» PROBLEM STATEMENT: From the records below, set down exactly the lines starting with the line that contains "Indicate the shrub" and going on through the line that contains "Indicate the woman's". Nothing else is wanted.

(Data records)
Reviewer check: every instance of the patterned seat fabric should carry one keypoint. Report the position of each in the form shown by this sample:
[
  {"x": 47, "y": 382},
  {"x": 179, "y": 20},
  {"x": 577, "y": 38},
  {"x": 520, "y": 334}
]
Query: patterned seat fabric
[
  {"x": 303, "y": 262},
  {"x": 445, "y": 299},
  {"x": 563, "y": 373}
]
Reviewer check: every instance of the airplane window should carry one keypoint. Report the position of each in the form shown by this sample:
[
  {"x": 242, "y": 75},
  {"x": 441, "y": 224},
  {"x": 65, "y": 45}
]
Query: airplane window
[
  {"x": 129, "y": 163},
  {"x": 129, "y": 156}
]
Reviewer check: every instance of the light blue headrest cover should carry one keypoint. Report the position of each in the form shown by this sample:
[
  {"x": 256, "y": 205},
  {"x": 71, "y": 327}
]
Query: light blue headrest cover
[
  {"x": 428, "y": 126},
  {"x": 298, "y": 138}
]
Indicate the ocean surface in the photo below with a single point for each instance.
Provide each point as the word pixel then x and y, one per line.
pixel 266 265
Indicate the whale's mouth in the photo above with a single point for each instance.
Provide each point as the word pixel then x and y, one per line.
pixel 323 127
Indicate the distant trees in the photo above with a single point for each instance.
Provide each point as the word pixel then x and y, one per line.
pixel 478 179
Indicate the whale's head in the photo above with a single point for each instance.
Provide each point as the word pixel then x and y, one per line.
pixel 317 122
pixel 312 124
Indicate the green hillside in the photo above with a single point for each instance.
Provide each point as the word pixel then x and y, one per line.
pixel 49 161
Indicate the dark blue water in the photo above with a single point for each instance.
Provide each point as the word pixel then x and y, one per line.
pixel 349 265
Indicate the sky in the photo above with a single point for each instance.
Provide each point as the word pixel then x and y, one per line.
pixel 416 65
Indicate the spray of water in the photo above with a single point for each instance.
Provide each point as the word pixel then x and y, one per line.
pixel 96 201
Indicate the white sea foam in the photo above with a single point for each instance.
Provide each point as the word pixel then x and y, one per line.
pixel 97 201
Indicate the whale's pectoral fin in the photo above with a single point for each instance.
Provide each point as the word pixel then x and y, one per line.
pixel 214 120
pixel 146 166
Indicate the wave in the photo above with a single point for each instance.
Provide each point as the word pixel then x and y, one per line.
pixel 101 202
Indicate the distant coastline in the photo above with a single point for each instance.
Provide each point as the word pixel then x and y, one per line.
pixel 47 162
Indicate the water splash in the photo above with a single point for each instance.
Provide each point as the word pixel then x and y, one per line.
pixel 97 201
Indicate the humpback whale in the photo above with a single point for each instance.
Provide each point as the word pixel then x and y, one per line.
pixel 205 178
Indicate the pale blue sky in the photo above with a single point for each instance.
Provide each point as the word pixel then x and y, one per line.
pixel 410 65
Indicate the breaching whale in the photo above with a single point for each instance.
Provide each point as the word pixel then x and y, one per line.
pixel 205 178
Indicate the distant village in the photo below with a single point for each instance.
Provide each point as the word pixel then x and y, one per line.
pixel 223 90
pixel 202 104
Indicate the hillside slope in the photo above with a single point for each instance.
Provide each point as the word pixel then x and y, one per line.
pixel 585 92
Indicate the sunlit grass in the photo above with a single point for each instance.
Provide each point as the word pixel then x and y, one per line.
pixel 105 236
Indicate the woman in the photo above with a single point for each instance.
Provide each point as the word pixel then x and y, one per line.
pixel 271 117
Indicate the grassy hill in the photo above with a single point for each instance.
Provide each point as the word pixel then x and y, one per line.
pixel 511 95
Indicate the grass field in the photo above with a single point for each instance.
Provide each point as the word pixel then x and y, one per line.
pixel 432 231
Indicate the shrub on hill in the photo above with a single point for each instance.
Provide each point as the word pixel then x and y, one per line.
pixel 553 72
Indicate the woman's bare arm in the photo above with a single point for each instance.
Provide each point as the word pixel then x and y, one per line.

» ANSWER BELOW:
Indicate the shrub on hill in the photo above with a single point for each instance.
Provide each point as the word pixel then x and y, one per line.
pixel 553 72
Indicate the woman's bare arm in the photo above with a single point for each instance.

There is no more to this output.